_Source_
□ □ □
Characterization of a Novel Pyridinium Bromide Surface Confined Ionic Liquid Stationary Phase for High Performance Liquid Chromatography under Normal Phase Conditions via Linear Solvation Energy Relationships

D S Van Meter 1, O D Stuart 1, A B Carle 1, A M Stalcup 1,1
PMCID: PMC2673091  NIHMSID: NIHMS51792  PMID: 18321522

Abstract

Utilizing Linear Solvation Free Energy Relationship methodology, a novel pyridinium bromide surface confined ionic liquid (SCIL) stationary phase was characterized under normal phase High Performance Liquid Chromatographic conditions. A limited set of neutral aromatic probe solutes were utilized to rapidly assess the utility of the LSER model, using mobile phases of hexane modified with 2-propanol. The excellent correlation of the global fit across the mobile phase composition range used in this study for the experimental and calculated retention values (R2 = 0.994) indicates that the LSER model is an appropriate model of characterizing this polar bonded phase under normal phase conditions. For a limited subset of compounds, retention on the pyridinium bromide SCIL stationary phase is more highly correlated with that obtained on a cyano column than on a diol column under NP conditions.

Keywords: ionic liquid, pyridinium, normal phase, liquid chromatography, linear solvation free energy relationship, LSER

1. Introduction

The distinct merits of reversed phase (RP) high performance liquid chromatography (HPLC) (e.g., broad applicability, general robustness) position it as the dominant mode of liquid chromatography. The introduction of new reversed phase media reinforces this dominance [1]. Recently, stationary phases containing covalently bound surface confined ionic liquid (SCIL) groups have been reported in the literature [2,3,4,5,6]. Their ability to separate individual classes of compounds under reversed phase conditions, and the physical characterization of these SCIL phases have been the primary focus of these reports [3].
□ □ □
_Provided data_
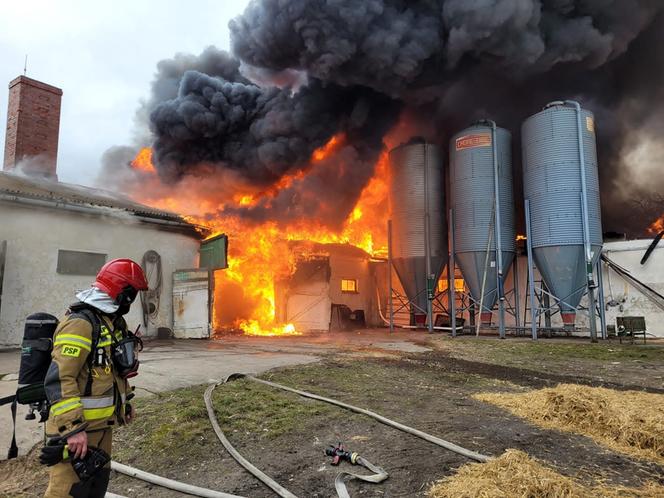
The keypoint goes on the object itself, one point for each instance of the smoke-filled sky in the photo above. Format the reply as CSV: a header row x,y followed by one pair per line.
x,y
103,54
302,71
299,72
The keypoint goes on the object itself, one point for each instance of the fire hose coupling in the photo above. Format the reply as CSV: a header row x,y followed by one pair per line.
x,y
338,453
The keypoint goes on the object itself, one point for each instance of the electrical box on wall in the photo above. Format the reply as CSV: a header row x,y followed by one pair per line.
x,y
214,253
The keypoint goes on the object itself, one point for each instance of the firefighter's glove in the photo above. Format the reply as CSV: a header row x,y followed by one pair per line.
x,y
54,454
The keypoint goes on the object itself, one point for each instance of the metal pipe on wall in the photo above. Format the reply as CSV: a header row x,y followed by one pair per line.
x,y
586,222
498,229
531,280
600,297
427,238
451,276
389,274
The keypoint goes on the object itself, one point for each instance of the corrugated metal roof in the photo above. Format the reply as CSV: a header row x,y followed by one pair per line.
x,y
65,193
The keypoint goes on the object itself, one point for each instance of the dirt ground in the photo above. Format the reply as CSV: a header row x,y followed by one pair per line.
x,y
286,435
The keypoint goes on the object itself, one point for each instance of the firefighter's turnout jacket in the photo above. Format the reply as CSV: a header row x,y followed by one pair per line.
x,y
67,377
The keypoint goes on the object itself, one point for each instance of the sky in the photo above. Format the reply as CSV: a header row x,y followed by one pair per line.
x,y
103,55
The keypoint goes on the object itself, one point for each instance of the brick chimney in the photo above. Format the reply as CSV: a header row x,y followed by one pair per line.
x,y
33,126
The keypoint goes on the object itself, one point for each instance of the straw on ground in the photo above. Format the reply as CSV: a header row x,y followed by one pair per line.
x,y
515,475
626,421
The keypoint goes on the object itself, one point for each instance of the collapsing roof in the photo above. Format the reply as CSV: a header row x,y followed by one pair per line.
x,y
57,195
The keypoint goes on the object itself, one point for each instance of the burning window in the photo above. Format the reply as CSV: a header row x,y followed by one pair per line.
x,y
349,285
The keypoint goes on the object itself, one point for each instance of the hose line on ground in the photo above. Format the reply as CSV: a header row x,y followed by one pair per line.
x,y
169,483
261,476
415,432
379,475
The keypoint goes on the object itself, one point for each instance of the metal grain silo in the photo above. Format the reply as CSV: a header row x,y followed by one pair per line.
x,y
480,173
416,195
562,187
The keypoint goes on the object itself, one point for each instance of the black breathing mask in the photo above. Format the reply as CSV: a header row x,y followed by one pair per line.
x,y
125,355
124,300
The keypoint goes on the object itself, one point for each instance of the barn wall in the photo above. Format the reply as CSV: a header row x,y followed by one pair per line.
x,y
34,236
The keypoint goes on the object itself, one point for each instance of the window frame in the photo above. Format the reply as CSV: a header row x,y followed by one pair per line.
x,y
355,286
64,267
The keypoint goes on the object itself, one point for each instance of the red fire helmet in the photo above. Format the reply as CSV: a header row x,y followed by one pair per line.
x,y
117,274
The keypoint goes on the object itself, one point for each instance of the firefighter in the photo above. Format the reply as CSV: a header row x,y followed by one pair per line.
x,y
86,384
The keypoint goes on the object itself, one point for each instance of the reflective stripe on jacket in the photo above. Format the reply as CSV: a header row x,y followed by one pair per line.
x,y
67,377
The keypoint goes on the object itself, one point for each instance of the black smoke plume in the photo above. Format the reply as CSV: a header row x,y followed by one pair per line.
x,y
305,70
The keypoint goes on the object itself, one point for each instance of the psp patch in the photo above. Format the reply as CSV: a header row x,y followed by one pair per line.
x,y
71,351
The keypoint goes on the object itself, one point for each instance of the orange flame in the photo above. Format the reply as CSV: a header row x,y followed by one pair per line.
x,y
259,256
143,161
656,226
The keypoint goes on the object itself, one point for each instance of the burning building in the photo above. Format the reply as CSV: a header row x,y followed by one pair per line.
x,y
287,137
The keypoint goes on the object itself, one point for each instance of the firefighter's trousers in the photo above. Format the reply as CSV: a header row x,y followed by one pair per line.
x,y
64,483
□ □ □
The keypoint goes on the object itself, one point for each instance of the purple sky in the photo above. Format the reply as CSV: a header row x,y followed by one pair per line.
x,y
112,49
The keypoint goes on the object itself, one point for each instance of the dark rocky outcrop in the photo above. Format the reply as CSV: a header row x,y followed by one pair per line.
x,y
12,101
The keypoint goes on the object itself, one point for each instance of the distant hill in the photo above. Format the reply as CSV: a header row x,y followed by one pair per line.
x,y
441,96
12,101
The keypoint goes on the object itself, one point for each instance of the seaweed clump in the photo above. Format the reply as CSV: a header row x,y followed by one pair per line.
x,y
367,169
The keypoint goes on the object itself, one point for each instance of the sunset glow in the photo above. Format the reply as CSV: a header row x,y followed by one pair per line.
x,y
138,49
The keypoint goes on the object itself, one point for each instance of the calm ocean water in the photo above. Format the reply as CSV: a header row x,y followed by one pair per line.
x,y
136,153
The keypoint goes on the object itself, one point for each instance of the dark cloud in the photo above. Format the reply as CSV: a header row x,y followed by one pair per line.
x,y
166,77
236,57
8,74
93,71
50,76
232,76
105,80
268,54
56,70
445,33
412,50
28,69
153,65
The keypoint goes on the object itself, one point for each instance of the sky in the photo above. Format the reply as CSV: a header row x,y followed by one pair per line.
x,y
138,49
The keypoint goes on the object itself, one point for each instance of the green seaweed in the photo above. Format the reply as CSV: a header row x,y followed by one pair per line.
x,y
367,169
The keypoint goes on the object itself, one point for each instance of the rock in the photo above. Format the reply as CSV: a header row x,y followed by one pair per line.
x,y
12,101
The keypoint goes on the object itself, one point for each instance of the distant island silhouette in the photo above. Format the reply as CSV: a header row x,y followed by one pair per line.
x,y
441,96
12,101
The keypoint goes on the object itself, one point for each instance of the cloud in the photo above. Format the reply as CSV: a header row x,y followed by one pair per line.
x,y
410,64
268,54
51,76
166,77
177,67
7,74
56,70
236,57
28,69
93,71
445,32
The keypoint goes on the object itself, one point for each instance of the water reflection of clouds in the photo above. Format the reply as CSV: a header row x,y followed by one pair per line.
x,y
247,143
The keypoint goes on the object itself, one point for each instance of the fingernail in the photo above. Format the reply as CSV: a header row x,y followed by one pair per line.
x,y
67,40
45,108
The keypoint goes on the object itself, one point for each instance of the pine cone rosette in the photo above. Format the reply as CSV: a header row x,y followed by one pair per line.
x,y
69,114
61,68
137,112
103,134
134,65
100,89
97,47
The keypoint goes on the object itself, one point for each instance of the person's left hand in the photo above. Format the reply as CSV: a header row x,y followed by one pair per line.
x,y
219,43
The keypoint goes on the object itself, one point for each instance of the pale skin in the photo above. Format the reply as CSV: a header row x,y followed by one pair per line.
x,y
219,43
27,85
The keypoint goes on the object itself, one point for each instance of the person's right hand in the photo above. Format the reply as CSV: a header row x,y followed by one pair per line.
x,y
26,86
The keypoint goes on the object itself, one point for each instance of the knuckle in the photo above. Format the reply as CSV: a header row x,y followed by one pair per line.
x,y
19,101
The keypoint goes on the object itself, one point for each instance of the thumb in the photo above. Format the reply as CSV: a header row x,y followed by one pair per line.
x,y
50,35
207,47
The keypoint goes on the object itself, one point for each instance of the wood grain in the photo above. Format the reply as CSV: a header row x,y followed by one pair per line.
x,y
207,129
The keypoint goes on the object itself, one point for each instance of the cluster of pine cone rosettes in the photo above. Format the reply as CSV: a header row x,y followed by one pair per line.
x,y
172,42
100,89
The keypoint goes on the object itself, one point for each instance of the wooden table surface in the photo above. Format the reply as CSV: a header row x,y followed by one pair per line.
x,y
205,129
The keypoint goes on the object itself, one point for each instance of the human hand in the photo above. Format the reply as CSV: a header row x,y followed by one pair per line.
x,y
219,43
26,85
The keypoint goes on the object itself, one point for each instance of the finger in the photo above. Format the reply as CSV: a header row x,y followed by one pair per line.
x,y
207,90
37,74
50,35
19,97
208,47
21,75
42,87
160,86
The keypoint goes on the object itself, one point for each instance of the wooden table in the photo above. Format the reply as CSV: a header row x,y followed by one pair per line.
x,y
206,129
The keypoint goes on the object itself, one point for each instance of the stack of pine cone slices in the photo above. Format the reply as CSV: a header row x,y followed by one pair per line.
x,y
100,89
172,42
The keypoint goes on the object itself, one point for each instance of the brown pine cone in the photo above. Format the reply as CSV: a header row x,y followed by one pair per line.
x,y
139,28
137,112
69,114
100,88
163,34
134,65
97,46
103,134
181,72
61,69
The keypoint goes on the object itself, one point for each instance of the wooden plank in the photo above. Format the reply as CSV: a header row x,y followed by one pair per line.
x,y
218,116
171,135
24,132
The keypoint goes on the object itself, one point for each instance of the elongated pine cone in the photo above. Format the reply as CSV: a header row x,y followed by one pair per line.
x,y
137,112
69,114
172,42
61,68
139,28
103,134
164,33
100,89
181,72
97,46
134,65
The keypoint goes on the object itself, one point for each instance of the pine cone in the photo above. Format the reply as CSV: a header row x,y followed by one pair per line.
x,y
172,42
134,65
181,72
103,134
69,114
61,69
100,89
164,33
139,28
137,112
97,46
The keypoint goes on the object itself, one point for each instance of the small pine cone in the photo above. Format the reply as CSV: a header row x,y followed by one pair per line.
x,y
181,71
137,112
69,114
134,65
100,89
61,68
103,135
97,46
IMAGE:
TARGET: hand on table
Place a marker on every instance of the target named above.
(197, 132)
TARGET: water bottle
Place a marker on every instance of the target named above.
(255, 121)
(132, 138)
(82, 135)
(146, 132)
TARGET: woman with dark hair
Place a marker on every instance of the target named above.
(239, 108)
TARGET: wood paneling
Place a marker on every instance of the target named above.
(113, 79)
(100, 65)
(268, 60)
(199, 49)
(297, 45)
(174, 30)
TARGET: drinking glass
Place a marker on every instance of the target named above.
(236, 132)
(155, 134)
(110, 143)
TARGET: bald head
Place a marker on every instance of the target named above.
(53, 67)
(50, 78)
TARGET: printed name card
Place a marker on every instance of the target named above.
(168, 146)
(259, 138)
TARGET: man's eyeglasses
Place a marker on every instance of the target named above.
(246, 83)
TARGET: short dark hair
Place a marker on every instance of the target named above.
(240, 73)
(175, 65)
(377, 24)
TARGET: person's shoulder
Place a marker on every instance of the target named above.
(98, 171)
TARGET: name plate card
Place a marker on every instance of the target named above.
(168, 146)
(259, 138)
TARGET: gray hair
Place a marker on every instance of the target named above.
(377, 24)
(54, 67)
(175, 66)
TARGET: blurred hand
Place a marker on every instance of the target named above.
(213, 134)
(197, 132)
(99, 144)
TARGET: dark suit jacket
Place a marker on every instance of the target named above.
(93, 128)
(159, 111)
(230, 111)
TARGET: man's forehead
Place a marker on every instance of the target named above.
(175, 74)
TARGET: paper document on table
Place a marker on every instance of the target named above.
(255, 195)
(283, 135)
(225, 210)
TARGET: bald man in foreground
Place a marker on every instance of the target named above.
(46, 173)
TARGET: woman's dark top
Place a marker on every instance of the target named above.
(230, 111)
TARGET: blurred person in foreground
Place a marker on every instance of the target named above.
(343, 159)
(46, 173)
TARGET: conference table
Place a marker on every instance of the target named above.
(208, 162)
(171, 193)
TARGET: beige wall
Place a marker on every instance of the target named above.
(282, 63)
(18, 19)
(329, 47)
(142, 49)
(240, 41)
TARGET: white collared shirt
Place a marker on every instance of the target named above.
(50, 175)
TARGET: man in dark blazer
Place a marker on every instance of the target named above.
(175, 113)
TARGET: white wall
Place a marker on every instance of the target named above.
□ □ □
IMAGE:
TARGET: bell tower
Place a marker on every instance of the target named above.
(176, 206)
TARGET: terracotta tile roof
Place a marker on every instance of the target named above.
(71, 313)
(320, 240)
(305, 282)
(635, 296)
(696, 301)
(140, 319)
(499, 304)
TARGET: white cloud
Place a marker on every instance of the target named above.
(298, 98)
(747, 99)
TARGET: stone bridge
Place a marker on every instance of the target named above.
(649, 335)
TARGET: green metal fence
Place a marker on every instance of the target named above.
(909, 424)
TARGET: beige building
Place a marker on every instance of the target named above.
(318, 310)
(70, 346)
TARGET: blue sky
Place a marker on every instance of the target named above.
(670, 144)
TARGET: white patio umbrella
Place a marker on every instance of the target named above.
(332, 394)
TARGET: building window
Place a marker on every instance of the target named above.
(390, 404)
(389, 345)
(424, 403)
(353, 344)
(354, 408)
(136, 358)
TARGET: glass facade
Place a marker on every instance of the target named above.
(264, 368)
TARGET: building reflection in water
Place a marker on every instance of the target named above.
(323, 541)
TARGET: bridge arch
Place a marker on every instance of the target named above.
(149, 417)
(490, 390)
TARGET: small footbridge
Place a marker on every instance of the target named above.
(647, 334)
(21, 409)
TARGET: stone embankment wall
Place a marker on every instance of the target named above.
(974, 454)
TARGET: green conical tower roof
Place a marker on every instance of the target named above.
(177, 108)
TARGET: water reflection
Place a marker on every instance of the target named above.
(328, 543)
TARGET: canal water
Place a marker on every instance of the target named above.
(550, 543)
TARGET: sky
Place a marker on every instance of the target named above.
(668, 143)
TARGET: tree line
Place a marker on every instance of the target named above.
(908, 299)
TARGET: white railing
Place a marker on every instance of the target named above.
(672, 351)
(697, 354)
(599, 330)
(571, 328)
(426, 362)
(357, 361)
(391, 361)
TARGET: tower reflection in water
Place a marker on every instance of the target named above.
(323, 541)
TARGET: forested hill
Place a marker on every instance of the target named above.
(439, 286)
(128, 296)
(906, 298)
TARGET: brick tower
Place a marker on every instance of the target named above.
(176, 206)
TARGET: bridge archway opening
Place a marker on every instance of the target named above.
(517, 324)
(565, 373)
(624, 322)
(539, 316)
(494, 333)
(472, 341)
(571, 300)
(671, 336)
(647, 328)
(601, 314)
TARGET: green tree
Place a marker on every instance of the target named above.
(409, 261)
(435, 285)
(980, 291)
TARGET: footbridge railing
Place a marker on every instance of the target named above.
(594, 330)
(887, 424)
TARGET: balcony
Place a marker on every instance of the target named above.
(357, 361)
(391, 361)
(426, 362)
□ □ □
_Given task 1_
List every keyword given in the chromatography paper.
_Given task 2_
Answer these from the chromatography paper:
(a) What R2 value is reported for the global fit of experimental and calculated retention values?
(b) What was hexane modified with in the mobile phases?
(c) Which mode does the introduction call the dominant mode of liquid chromatography?
_Given task 3_
Please transcribe the stretch of the chromatography paper from "Keywords: ionic liquid, pyridinium, normal" through "these reports [3].".

_Exercise output 1_
ionic liquid
pyridinium
normal phase
liquid chromatography
linear solvation free energy relationship
LSER

_Exercise output 2_
(a) 0.994
(b) 2-propanol
(c) Reversed phase (RP) high performance liquid chromatography (HPLC)

_Exercise output 3_
Keywords: ionic liquid, pyridinium, normal phase, liquid chromatography, linear solvation free energy relationship, LSER

1. Introduction

The distinct merits of reversed phase (RP) high performance liquid chromatography (HPLC) (e.g., broad applicability, general robustness) position it as the dominant mode of liquid chromatography. The introduction of new reversed phase media reinforces this dominance [1]. Recently, stationary phases containing covalently bound surface confined ionic liquid (SCIL) groups have been reported in the literature [2,3,4,5,6]. Their ability to separate individual classes of compounds under reversed phase conditions, and the physical characterization of these SCIL phases have been the primary focus of these reports [3].